Entries for pointing and labeling
>> BEGIN

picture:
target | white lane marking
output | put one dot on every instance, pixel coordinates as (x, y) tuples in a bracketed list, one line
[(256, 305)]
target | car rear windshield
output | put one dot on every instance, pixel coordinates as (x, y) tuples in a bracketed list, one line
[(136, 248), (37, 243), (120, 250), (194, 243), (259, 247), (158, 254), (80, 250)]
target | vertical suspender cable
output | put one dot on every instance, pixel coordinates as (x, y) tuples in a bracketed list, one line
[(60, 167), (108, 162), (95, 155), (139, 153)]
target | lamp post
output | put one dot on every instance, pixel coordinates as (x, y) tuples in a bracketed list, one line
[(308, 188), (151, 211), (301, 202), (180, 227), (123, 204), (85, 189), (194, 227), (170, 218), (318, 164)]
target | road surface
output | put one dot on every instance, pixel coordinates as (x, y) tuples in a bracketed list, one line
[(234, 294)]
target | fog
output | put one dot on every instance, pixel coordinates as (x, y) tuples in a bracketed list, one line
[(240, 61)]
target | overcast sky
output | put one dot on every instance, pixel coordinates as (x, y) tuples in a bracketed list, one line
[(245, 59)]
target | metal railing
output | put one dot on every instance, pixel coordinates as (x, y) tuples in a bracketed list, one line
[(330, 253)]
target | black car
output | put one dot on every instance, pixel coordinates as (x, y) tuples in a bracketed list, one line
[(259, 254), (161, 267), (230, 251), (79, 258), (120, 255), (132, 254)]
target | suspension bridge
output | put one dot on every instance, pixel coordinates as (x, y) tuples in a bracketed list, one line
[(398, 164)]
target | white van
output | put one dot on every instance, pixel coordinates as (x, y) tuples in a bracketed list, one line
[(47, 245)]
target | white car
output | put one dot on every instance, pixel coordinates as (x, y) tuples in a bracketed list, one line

>> END

What you have to do
Copy every one of the items above word for word.

Correct result
picture:
target | white lane marking
output | put one dot on every instance, pixel coordinates as (x, y) tuples in a bracketed list, one line
[(256, 305)]
target | car rear windshield
output | put one dot on every instance, pixel coordinates as (x, y) tuples in a bracketed list, one line
[(136, 248), (37, 243), (120, 250), (194, 243), (259, 247), (158, 254), (80, 250)]
target | vertical suspender cable
output | put one dot on every instance, pixel coordinates as (x, y) tuples in a bracketed list, one line
[(60, 167), (108, 162), (95, 155), (139, 153)]
target | lamp post
output | put one dot on every instance, pixel coordinates as (x, y) tuples in a bracketed list, one line
[(308, 188), (151, 211), (301, 202), (180, 227), (123, 204), (85, 189), (194, 227), (170, 218), (318, 164)]
target | road surface
output | put one dot on every instance, pixel coordinates as (x, y) tuples in a bracketed list, one line
[(234, 294)]
target | fog
output | put one dot on every instance, pixel coordinates as (x, y) tuples in a bracketed list, one line
[(240, 61)]
target | overcast sky
output | put one dot on every instance, pixel coordinates as (x, y) tuples in a bracketed list, one line
[(245, 59)]
target | metal railing
output | put one dot on every instance, pixel coordinates as (x, y) tuples in a bracketed list, one line
[(330, 253)]
target | black car
output | put one dot on every instance, pixel coordinates as (x, y) tuples in a bracketed list, one line
[(259, 254), (161, 267), (230, 251), (79, 258), (120, 255), (132, 254)]
target | suspension bridge
output | put one dot on every instance, pixel coordinates as (x, y) tuples in a bracketed list, one line
[(398, 164)]
target | white van
output | put one dot on every instance, pixel coordinates as (x, y) tuples in a bracketed list, one line
[(47, 245)]
target | white car
output | put one dot on every instance, pixel coordinates as (x, y) tuples in a bracketed list, one line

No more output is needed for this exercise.